_Task statement_: Please extend the Linux troubleshooting guide for Omniverse below, continuing on from its last step.

=== Text ===

Linux Troubleshooting

Instructions for resolving issues when running Omniverse-kit or Omniverse-Create on Linux.

Q1) How to install a driver.

  • Always install .run executable driver files. e.g. downloaded from: https://www.nvidia.com/Download/Find.aspx

  • Do NOT install PPA drivers. PPA drivers are packaged with Linux distribution, and installed with add-apt or Software & Updates. These drivers are not easy to uninstall or clean up. It requires purging them and cleaning up Vulkan ICD files manually.

  • Driver installation steps:

    1. Go to TTYs mode (CRL + ALT + F3), or use systemctl approach.

    2. Uninstall all previous drivers:

      sudo nvidia-uninstall

    3. The following clean-up steps are only required if you have leftovers from PPA drivers:

      sudo apt-get remove --purge nvidia-* sudo apt autoremove sudo apt autoclean

    4. Reboot your machine and then go to TTYs mode from the login screen:

      sudo chmod +x NVIDIA-Linux-x86_64-460.67.run sudo ./NVIDIA-Linux-x86_64-460.67.run

    5. If the kernel could not be compiled, make sure to download headers and image files related to your Linux kernel before the driver installation.

=== Source material ===

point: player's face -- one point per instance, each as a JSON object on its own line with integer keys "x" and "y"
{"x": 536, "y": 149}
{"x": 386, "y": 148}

===

_Answer to the task_:
    6. Ignore errors related to missing 32-bit libraries, and build any missing library if it required a confirmation.

  • Driver installation over SSH on remote machines:

    1. Stop X, install the driver with NVIDIA driver installer, and restart X.

    2. On Ubuntu 18.04 to stop X, run the following command, then wait a bit, and ensure X is not running. e.g.: run ps auxfw and verify no X or Window manager process is running.

      sudo systemctl isolate multi-user.target

    3. To restart X, run:

      sudo systemctl isolate graphical.target

  • Installing a driver on a system with Teradici already configured should work just the same. Installing Teradici however requires following their instructions the first time around, before installing the NVIDIA driver.

Q2) Omniverse kit logs only listed one of my GPUs, but nvidia-smi shows multiple GPUs.

How to support enumeration of multiple GPUs in Vulkan

  • xserver-xorg-core 1.20.7 or newer is required for multi-GPU systems. Otherwise, Vulkan applications cannot see multiple GPUs.

  • Ubuntu 20.04 ships with Xorg 1.20.8 by default. Ubuntu 20 is known to work, but not exhaustively tested by Omniverse QA

  • Ubuntu 16 is not supported.

  • How to update xorg:

Q3) How to verify a correct Vulkan setup with vulkaninfo or vulkaninfoSDK utility

  • Download the latest Vulkan SDK tar.gz from https://vulkan.lunarg.com/sdk/home and unzip it.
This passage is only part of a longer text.